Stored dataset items

****************

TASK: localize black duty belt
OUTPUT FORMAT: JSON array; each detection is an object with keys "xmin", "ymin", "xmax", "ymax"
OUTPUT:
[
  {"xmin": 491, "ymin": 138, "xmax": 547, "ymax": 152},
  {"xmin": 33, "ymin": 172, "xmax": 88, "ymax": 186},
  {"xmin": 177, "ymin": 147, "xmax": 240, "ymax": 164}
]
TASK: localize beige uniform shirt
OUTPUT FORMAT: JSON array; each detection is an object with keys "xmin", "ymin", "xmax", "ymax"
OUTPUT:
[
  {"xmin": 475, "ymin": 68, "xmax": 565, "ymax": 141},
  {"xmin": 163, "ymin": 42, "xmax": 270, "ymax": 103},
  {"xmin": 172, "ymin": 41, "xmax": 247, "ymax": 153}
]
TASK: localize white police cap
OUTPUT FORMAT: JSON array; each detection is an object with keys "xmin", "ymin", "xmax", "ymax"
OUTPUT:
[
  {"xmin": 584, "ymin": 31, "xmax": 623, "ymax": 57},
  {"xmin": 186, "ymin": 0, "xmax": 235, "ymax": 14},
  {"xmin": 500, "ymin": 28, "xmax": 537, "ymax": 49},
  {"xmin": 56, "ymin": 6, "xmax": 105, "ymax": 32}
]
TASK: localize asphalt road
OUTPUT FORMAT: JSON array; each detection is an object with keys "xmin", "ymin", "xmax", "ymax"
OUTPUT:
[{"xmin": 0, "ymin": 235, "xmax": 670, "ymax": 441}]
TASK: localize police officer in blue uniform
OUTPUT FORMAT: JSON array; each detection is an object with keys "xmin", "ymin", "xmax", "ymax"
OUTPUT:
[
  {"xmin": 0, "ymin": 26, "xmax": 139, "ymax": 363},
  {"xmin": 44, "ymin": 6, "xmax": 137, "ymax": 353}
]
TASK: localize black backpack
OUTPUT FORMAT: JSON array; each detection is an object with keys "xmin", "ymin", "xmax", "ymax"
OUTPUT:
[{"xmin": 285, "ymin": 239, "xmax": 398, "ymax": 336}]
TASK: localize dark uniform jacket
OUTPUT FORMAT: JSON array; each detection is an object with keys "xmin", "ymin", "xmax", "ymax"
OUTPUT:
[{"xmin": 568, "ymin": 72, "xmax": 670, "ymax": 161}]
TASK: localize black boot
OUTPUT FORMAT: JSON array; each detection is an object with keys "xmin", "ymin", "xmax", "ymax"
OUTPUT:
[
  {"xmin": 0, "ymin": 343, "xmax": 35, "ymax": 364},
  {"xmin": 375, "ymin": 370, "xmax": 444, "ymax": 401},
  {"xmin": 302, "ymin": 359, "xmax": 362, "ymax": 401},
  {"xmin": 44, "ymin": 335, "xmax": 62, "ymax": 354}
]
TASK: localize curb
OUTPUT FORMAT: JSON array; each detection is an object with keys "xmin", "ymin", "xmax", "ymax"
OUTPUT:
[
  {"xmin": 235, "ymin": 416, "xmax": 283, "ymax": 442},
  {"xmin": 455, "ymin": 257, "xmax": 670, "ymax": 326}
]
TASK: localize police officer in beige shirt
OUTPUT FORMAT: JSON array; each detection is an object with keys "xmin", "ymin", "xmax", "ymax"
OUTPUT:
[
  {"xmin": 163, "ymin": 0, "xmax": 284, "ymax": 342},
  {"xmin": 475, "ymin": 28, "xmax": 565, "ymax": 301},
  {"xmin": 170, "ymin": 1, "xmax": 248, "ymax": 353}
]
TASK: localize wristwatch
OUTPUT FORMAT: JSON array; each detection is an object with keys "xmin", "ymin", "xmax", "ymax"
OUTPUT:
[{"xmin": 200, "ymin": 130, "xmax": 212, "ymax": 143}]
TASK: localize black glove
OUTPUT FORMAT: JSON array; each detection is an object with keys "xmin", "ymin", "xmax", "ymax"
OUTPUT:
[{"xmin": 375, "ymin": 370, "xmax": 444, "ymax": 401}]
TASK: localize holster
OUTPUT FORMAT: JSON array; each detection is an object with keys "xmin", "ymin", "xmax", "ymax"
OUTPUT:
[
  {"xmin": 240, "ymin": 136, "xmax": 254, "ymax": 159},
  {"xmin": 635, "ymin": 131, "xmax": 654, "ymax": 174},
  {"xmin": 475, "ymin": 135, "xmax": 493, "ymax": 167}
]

****************

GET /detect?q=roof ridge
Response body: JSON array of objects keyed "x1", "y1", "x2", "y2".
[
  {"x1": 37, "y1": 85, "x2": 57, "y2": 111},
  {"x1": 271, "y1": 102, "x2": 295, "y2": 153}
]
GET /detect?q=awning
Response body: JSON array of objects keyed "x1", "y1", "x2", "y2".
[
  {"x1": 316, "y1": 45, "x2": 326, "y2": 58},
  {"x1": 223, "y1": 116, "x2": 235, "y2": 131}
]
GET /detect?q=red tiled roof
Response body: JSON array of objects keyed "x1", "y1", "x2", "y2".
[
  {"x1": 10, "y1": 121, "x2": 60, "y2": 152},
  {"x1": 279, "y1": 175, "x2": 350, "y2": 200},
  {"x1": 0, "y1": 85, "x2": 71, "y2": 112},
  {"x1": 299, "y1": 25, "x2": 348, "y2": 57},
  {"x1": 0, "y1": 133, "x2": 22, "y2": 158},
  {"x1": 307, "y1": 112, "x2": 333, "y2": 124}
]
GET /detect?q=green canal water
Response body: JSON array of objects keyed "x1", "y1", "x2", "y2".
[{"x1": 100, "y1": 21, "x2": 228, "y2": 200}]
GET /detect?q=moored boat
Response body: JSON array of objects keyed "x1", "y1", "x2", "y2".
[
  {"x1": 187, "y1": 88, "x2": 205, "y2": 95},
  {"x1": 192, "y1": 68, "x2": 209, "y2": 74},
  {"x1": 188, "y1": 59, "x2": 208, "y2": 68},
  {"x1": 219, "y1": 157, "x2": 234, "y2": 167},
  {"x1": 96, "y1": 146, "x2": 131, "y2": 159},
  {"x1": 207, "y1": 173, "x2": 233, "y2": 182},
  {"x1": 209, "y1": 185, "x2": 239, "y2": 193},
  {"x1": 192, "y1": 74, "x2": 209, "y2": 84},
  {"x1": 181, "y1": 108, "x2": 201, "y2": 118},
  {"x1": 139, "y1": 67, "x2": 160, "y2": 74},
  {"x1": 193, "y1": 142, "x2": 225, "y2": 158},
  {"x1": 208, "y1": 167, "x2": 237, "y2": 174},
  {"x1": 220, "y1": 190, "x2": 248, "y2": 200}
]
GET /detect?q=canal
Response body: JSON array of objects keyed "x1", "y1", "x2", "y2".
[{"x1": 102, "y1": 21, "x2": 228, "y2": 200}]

****************

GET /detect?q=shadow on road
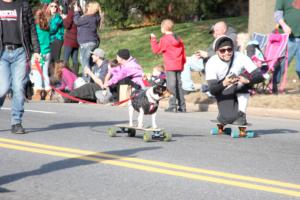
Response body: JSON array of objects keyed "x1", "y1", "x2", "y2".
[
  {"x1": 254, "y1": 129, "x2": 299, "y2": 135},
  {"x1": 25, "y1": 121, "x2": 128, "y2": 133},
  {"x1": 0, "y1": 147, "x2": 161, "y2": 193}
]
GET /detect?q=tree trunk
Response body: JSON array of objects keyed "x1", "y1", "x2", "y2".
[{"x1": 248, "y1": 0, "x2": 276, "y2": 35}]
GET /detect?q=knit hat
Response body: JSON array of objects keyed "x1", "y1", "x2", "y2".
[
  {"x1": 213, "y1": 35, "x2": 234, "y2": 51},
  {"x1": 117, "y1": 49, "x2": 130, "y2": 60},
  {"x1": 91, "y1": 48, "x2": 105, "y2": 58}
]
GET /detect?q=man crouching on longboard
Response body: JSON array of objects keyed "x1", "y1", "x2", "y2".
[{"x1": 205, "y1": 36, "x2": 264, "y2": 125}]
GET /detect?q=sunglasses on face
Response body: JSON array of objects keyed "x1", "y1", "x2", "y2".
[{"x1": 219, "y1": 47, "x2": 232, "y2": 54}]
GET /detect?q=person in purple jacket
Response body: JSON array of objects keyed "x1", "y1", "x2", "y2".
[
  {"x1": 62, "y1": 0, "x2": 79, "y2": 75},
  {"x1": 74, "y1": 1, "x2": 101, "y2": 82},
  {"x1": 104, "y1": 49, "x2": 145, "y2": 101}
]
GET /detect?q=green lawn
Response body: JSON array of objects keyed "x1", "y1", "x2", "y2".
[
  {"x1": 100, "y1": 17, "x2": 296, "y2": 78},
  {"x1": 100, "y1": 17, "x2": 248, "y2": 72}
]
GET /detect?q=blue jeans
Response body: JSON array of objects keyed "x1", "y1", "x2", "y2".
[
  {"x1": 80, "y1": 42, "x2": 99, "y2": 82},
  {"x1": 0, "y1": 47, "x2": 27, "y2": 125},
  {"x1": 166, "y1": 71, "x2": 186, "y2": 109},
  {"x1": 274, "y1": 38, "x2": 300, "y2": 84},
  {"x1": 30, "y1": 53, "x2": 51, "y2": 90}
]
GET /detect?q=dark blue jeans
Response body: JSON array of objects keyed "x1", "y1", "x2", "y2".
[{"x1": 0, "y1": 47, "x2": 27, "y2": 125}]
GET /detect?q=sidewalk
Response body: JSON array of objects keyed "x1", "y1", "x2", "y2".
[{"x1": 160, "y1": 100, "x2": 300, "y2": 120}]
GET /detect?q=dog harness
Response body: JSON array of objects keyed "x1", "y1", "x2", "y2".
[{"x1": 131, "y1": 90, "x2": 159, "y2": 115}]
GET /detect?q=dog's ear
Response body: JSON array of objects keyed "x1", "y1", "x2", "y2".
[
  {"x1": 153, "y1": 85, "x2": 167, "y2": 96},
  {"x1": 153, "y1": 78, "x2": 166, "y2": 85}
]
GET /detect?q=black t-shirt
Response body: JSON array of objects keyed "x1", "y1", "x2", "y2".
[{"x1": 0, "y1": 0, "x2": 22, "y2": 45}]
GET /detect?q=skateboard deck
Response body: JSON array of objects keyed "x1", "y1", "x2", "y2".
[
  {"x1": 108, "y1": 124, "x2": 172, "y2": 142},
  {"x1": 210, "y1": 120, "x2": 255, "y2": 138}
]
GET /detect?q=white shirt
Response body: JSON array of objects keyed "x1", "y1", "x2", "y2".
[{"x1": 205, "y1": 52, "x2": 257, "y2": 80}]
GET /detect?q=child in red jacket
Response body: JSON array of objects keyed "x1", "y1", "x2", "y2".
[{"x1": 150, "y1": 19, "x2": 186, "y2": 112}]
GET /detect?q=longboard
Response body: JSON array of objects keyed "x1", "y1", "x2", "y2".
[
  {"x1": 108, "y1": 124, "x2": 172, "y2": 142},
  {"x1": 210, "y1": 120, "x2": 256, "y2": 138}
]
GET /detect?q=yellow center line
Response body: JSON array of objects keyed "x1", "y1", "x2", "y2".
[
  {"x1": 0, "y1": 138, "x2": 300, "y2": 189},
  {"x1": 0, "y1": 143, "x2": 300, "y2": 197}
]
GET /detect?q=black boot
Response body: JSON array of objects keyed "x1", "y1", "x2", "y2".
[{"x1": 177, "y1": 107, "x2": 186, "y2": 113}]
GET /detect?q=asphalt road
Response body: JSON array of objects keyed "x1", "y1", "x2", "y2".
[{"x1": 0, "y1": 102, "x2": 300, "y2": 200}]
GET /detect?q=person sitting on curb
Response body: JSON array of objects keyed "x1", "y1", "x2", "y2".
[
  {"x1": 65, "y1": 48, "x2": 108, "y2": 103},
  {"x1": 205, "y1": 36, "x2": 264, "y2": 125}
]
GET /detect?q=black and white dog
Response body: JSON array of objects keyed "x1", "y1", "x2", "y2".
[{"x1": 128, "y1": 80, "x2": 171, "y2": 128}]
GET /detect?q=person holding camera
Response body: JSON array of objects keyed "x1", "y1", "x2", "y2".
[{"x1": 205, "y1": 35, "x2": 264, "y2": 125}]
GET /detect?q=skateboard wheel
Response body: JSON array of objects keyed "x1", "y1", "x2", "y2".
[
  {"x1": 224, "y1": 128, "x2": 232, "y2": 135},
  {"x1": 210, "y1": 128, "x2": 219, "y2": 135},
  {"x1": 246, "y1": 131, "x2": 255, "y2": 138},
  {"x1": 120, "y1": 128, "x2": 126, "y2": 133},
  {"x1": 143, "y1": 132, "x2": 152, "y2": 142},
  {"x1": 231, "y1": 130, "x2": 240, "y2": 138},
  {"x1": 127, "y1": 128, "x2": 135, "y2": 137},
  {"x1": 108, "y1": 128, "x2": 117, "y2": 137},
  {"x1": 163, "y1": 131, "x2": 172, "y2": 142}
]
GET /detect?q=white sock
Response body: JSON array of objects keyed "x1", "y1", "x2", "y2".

****************

**Work required**
Find every line in the rows above that contains the word "black", and copy each of those lines.

**Full output**
TASK: localize black duty belt
TASK: localize black backpack
TASK: localize black boot
TASK: localize black glove
GET /detect?q=black t-shirt
GET /detect?q=black boot
GET /detect?q=black and white dog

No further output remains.